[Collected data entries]
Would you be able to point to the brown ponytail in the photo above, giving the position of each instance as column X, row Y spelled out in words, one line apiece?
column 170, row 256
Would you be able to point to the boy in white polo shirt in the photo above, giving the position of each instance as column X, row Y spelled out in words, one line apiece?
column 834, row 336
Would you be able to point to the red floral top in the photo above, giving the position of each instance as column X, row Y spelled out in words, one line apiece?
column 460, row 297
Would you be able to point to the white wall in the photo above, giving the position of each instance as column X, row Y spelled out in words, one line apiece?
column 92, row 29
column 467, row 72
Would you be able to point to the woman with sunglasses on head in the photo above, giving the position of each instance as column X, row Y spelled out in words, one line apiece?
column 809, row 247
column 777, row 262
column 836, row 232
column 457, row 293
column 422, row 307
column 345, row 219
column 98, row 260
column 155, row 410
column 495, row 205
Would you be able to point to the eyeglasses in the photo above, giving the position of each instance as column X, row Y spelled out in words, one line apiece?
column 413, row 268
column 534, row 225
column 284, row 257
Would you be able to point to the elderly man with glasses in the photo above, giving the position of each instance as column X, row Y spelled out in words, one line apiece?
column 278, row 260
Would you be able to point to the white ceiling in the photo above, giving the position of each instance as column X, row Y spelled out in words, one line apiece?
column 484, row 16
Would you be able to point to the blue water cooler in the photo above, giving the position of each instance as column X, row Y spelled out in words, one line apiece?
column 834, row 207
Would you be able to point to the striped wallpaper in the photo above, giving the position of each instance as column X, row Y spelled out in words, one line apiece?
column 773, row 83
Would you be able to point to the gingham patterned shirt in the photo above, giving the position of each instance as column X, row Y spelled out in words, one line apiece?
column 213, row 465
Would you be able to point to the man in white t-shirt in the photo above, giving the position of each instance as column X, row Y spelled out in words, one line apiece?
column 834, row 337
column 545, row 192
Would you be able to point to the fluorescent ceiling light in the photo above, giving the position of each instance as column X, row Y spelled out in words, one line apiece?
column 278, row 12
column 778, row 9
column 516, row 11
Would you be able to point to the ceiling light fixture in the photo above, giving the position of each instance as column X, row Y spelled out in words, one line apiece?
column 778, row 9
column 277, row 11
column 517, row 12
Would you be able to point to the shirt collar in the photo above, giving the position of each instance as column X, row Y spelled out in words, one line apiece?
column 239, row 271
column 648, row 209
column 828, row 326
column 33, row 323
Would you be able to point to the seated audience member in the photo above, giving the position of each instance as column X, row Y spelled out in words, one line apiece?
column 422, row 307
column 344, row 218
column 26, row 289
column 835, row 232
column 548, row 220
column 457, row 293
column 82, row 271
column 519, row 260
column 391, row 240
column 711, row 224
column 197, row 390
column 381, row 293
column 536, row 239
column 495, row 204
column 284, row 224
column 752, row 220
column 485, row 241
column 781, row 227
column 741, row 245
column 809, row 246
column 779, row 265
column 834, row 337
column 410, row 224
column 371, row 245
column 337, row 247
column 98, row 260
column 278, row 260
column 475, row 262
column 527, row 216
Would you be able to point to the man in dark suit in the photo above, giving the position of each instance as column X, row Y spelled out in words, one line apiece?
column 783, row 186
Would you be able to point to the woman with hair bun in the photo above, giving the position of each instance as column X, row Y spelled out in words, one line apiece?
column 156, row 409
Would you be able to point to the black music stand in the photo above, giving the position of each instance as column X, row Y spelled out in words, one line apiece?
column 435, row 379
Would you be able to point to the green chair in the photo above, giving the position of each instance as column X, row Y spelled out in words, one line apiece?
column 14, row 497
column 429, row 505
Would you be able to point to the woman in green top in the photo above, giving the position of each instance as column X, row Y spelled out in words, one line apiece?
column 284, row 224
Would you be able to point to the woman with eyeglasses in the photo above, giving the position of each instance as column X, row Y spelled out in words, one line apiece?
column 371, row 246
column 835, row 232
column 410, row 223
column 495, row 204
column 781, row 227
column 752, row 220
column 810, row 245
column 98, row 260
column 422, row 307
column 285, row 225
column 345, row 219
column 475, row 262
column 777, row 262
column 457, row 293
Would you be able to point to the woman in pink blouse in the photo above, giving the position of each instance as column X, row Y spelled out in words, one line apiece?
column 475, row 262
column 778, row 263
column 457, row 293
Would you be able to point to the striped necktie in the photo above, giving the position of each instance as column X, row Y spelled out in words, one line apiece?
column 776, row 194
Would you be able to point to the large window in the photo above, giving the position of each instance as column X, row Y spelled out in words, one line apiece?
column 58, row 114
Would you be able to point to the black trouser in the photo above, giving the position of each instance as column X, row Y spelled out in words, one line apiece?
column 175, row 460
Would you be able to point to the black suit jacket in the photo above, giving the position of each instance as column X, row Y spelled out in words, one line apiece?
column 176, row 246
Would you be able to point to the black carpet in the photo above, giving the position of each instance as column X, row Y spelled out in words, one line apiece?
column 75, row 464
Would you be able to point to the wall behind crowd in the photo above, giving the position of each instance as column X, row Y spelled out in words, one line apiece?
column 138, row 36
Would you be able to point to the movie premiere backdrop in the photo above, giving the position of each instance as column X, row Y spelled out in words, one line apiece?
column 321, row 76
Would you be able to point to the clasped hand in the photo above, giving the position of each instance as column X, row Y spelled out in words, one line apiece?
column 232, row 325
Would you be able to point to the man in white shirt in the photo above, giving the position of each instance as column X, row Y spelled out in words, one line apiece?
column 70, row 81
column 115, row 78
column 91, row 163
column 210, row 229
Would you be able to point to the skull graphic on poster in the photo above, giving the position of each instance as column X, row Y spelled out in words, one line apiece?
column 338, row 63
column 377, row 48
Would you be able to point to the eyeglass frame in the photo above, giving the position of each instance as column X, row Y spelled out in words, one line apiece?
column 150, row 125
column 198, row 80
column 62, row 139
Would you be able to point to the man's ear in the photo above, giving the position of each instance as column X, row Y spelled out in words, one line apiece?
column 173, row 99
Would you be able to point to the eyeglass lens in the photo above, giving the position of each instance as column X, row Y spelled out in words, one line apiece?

Problem description -
Change "point to" to "locate" in the lines from the line with "in white shirt" up to and including the line with "column 173, row 99". Give back only those lines, with everything else unchanged.

Full solution -
Would you be able to locate the man in white shirt in the photo above, giving the position of each instance as column X, row Y spelled out in words, one line apiece?
column 70, row 81
column 115, row 78
column 91, row 163
column 210, row 229
Would you be able to locate the skull graphic on poster in the photo above, giving the position of each instance as column X, row Y spelled out in words, one line apiece?
column 338, row 63
column 377, row 48
Would you be able to locate the eyeglass frame in the photo above, giving the position of each instance as column X, row Y spelled out in words, one line apiece?
column 150, row 125
column 198, row 80
column 62, row 139
Would you be able to locate the man's ear in the photo above, giving the position of each instance as column X, row Y spelled out in words, one line apiece?
column 173, row 99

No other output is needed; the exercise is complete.